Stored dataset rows

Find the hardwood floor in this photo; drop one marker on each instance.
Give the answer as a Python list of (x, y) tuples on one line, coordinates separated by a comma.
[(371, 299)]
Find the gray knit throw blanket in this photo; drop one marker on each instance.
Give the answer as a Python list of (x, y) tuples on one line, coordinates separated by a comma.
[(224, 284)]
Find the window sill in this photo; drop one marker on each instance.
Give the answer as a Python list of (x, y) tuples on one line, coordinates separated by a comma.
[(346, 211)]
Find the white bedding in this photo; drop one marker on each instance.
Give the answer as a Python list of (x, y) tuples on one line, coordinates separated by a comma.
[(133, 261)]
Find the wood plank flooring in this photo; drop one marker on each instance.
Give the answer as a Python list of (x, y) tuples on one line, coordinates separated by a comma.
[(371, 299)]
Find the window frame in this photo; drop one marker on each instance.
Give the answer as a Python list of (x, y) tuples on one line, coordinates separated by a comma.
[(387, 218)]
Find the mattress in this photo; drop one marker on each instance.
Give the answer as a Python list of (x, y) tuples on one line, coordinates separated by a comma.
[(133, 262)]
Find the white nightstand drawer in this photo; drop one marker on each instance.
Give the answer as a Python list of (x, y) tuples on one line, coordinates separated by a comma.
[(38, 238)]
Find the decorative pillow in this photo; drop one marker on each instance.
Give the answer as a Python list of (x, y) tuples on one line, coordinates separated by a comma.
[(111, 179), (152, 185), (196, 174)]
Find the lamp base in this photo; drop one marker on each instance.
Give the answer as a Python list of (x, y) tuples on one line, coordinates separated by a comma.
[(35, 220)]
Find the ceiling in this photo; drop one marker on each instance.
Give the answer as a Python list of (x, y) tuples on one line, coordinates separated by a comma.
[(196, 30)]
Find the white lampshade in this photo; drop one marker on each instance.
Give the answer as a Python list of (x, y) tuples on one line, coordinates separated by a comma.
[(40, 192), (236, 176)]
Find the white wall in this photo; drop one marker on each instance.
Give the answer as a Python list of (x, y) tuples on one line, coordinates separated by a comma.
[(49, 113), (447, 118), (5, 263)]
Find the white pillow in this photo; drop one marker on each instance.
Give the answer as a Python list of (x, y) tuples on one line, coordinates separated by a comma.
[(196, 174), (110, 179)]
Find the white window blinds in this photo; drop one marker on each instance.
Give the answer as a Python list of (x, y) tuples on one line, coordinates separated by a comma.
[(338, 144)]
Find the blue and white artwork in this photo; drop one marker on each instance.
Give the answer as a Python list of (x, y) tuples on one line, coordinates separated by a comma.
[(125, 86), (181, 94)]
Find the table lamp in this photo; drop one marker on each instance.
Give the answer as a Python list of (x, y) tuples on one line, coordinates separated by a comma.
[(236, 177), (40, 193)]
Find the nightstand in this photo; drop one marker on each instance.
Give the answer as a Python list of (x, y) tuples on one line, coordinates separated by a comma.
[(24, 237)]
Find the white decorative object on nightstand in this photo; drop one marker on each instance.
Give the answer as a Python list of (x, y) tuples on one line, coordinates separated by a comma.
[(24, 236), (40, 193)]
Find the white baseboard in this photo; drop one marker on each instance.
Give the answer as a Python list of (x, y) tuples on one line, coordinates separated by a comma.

▶ _Written request_
Swap "marker" for "pin" and reproduce the lines from the line with "Find the white wall" up to and including the line with "[(49, 113), (447, 118), (5, 263)]", changing nothing else.

▶ _Answer to this task_
Find the white wall in this photo; drop one pin on each instance.
Give the answer as a Python list of (x, y) tuples on one line, coordinates separated by a comma.
[(49, 113), (447, 118), (5, 263)]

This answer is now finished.